* _WORK TO BE COMPLETED_
Please copy all of the entries below word for word, leaving the pictures out of your answer.

## start GIVEN DATA

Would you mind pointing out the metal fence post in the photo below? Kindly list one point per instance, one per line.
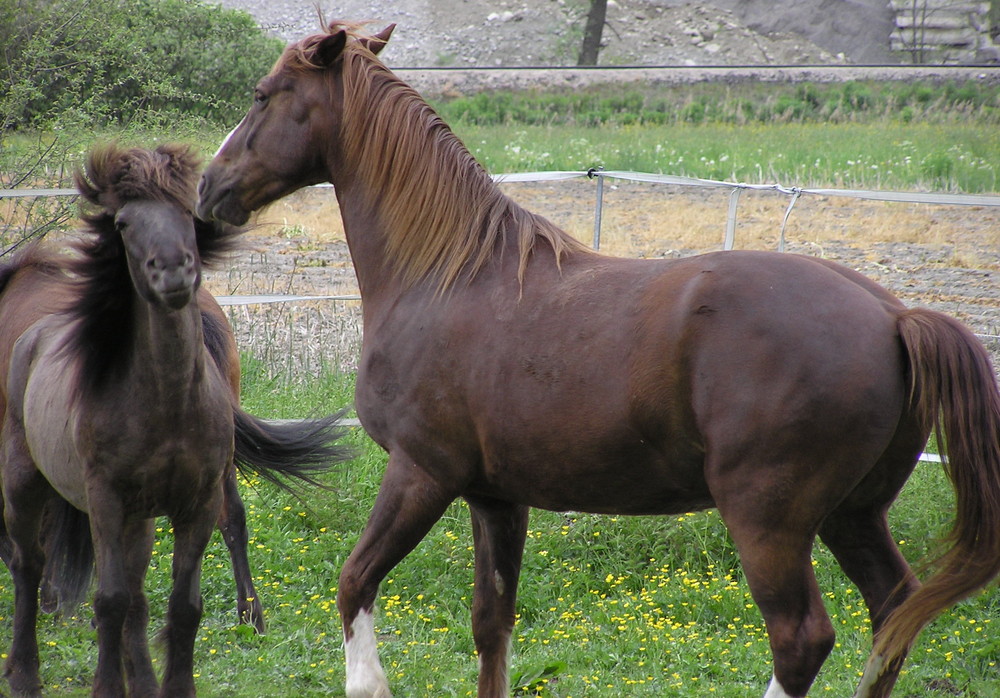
(599, 206)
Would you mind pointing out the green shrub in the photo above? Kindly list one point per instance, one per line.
(100, 62)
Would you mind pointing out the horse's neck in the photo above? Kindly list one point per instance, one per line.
(367, 241)
(168, 350)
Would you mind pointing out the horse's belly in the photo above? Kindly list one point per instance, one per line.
(50, 430)
(622, 478)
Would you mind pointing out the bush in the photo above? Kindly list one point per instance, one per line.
(100, 62)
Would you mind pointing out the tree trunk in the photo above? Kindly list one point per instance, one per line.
(592, 32)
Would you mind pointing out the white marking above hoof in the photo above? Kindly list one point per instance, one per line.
(365, 677)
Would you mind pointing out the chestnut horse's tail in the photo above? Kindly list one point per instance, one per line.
(277, 451)
(953, 390)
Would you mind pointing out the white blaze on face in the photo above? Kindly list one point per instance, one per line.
(229, 135)
(774, 690)
(365, 678)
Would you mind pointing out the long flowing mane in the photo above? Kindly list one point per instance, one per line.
(443, 214)
(112, 177)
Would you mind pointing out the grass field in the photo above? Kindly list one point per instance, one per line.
(608, 606)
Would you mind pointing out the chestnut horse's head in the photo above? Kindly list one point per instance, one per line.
(281, 144)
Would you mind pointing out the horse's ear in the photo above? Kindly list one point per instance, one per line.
(377, 42)
(330, 48)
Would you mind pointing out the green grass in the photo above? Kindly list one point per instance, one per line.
(937, 157)
(608, 606)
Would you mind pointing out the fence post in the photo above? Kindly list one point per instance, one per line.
(599, 206)
(730, 239)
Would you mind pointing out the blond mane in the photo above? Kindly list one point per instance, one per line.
(443, 215)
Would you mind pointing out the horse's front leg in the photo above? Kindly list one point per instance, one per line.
(233, 526)
(138, 541)
(409, 502)
(499, 530)
(112, 599)
(191, 536)
(25, 492)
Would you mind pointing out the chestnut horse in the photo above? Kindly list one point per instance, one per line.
(506, 364)
(120, 404)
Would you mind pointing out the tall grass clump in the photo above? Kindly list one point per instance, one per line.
(607, 606)
(744, 103)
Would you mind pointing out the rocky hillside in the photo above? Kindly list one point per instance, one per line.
(463, 33)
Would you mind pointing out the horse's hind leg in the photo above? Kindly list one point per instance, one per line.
(499, 530)
(409, 502)
(858, 535)
(776, 557)
(233, 526)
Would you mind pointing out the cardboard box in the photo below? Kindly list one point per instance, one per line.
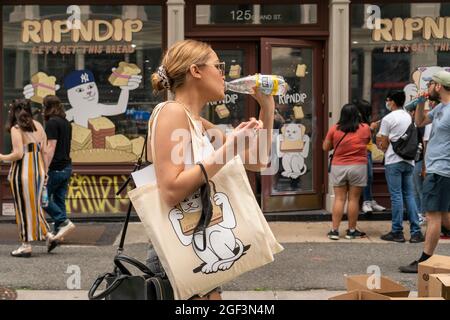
(435, 264)
(439, 286)
(360, 295)
(388, 287)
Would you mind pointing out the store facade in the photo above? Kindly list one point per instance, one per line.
(322, 48)
(411, 42)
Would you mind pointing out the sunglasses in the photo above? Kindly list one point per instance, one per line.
(219, 66)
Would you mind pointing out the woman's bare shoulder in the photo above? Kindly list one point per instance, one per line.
(38, 125)
(173, 115)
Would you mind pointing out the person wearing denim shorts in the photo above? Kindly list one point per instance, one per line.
(436, 186)
(349, 139)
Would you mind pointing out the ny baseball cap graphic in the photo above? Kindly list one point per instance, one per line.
(77, 77)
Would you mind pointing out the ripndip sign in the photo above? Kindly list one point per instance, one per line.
(47, 31)
(399, 29)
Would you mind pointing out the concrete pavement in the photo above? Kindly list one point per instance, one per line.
(311, 267)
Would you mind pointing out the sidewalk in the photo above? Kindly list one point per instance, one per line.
(226, 295)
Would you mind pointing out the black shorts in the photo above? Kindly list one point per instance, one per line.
(436, 193)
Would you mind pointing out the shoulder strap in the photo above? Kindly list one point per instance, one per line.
(337, 145)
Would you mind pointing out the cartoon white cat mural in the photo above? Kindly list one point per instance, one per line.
(293, 148)
(223, 249)
(83, 96)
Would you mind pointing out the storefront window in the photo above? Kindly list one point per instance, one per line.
(100, 68)
(412, 43)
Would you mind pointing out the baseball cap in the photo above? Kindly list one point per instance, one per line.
(78, 77)
(442, 77)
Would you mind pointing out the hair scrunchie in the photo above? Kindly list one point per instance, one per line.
(162, 73)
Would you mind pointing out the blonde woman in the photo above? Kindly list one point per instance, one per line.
(193, 72)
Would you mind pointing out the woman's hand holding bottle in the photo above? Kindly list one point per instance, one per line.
(266, 102)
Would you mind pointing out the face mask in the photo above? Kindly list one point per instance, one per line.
(434, 96)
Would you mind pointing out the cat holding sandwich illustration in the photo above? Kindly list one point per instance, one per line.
(83, 94)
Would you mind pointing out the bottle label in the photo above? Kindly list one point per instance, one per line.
(267, 84)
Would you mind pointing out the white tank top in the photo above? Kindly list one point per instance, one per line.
(206, 150)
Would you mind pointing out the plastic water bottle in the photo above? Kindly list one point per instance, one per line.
(414, 102)
(267, 84)
(44, 198)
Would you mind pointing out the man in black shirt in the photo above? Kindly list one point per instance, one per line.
(59, 136)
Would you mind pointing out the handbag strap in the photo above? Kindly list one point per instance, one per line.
(137, 166)
(207, 210)
(337, 145)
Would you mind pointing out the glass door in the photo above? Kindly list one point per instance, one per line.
(295, 179)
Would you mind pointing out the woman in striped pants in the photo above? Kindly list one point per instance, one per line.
(27, 175)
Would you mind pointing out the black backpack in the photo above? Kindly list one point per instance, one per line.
(406, 146)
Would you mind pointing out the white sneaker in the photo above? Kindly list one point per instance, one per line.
(422, 219)
(367, 207)
(64, 229)
(376, 206)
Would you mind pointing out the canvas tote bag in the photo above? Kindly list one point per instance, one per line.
(238, 239)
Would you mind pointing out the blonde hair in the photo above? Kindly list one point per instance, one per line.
(176, 62)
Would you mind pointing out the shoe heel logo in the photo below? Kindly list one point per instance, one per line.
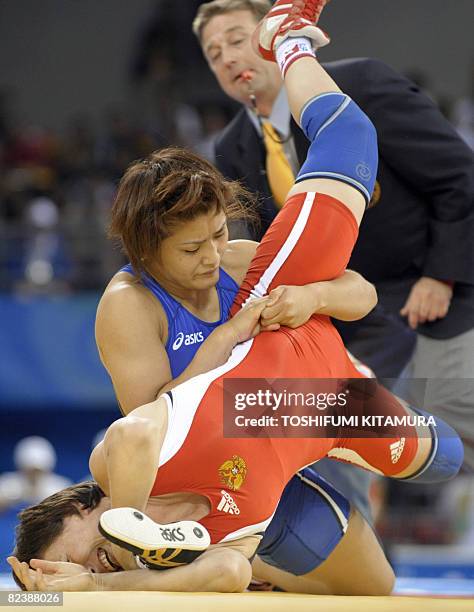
(172, 535)
(396, 450)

## end GIVEN DATA

* _ANSWER FOR THE TASK_
Would you mind pointing out the metal fence post in the photo below? Kindly list one point per instance, one per line.
(599, 206)
Would you mind pointing out the green shrub in the photo above? Kindly list one point per instance, one per line.
(100, 62)
Would you mind pointing out the horse's neck in the photo above? Kindly list one point per instance, one per line.
(367, 241)
(168, 350)
Would you mind pointing out the horse's belly in the photo above? Kindly list one point per instance, one per line.
(50, 430)
(622, 478)
Would you mind pointing out the bush in the photo above? Kindly list one point per instance, one per line.
(100, 62)
Would you mind pointing out the tree trunk in the photo above? Kindly list one point per instance, one per line.
(592, 32)
Would you mind pointing out the white marking above hoof in the photo above? Kindly list one point per instance, one per line.
(365, 677)
Would you mind pointing out the chestnut horse's tail in the photo above? Kindly list one point per instance, one per line.
(277, 451)
(953, 390)
Would you mind pointing out the white blaze on face in the photo above? Kindly list one point per instance, one per line.
(229, 135)
(774, 690)
(365, 678)
Would you mind pointing out the long flowing mane in the photo above? Kindly list one point per instance, one per line.
(443, 214)
(112, 177)
Would you mind pointing out the grass field in the photo above? Kindly list one point per instance, one per line.
(608, 606)
Would you mind pointing out the chestnut horse's head in the photo above? Kindly list one point per instance, one per line.
(281, 144)
Would you mind pointing out the horse's ear in the photo above? Kindly list one point per instance, one per line.
(377, 42)
(330, 48)
Would you mind pointing out the green grass in the photo above? Kindly list one point per instance, one per line.
(937, 157)
(608, 606)
Would you mind pointing out the fence post in the photo above? Kindly list one point per instance, one per line.
(599, 206)
(730, 239)
Would you mind pointing out the blond mane in the photo above? Kindly list one point per instance, one per line.
(443, 215)
Would you mind pointing out the horse's front leg in the photo above? Kindly list one point per instance, one per line.
(233, 526)
(138, 541)
(409, 502)
(499, 530)
(112, 599)
(191, 536)
(25, 492)
Would you mind pointing out the chestnut horse in the photo above? Kindly list one point per instance, one per line.
(506, 364)
(120, 404)
Would you mind pointing out the tall grass clump in the photo above? Kindly list one point per instance, one per line.
(607, 606)
(744, 103)
Would you mind pointing out the rocky hillside in the photo above? Kindly list one point per instance, one per line.
(463, 33)
Would you mind pointing out the horse's hind leg in the photo above? Kindly list one point per instance, one per line.
(499, 530)
(409, 502)
(858, 535)
(776, 557)
(233, 526)
Would you mind pointing out the cardboard box in the photo below? Kindly list one point per instance, one per line.
(435, 264)
(439, 286)
(360, 295)
(388, 287)
Would you mind pointing out the store facade in the photo above? Kindly list one point per instance, one per line.
(322, 48)
(411, 42)
Would you mind pointing out the sunglasses in the photo above? Kindly list one point per instance, one per line.
(219, 66)
Would you mind pointing out the woman's bare shoulder in the photo above? Kindly list one point per instance, one per line.
(38, 125)
(173, 115)
Would you mind pointing out the person wearing denim shorts in the photo above? Kindly list one point per instance, one per line.
(436, 186)
(349, 139)
Would you mind pointing out the ny baseball cap graphic in the photo above? Kindly list one point per instance, one per line.
(77, 77)
Would you mind pointing out the ripndip sign in the photo above? Kindly list one point per instance, one per line.
(47, 31)
(399, 29)
Would you mind pointing out the concrete pavement in the photo above? Kindly list one point per instance, one per line.
(311, 267)
Would you mind pointing out the sidewalk in the photo above? Kindly list one point per instance, one per line.
(226, 295)
Would you mind pointing out the black shorts in the photo above? Kindly list one point per instance, one per line.
(436, 193)
Would you mind pointing out the shoulder strap in the photo above? Kindly list one point per instance, one per line.
(337, 145)
Would you mind pointing out the cartoon white cat mural in the photo above? Kindly list one point per instance, one per line.
(293, 148)
(223, 249)
(83, 96)
Would you mind pointing out the storefront window in the photo above? Kindly list one point per instance, one per line.
(100, 68)
(412, 43)
Would you mind pointing out the baseball cap in the photo above? Kindly list one point per instance, one per line.
(78, 77)
(442, 77)
Would you mind pointing out the hair scrunchie in the photo above? Kindly list one point per instance, one per line.
(162, 73)
Would you mind pointing out the blonde woman in the photo above? Kindly list one point per instance, one per line.
(193, 72)
Would you mind pointing out the woman's hand holding bottle in the photo above? Kindly list one point per instance, one per line.
(266, 102)
Would you mind pointing out the face mask in the photo above? Kindly list one point per instance, one per line.
(434, 96)
Would you mind pointing out the cat holding sandwich illustration in the photo above? Kindly list one point per instance, one per line.
(83, 94)
Would you mind pointing out the bottle label in the photo above? Kindly list one point per instance, one per line.
(267, 84)
Would you mind pointing out the white tank top in the photo above? Kindly list one point per instance, one per line.
(206, 150)
Would you mind pointing out the plastic water bottle in the photo above? Kindly list one point per instance, one per line.
(414, 102)
(267, 84)
(44, 198)
Would you mind pointing out the man in black shirt in the photo above? Kindly list one point per instance, one per line.
(59, 136)
Would you mind pointing out the handbag strap in the photo above? Kindly list one point per instance, one per line.
(137, 166)
(207, 210)
(337, 145)
Would you mind pointing out the glass door in the photo above? Kindly list one point per instance, one per line.
(295, 179)
Would you mind pointing out the woman in striped pants in the photo above? Kindly list one point per instance, one per line.
(27, 175)
Would you mind pointing out the black backpack in the photo above? Kindly list one point per instance, one per line.
(406, 146)
Would you mind pointing out the white sneaker in the photo above? Kindly list one point per instance, one per line.
(422, 219)
(367, 207)
(64, 229)
(376, 206)
Would you mind pointing out the canvas tote bag in the photo above? Kindly list one point per instance, one per line.
(238, 239)
Would you mind pointing out the blonde hair in the photo above? Kindly list one point per instance, one per line.
(176, 62)
Would you mind pointing out the shoe heel logo in the photo below? Kindly list one point per instance, one per line.
(172, 535)
(396, 450)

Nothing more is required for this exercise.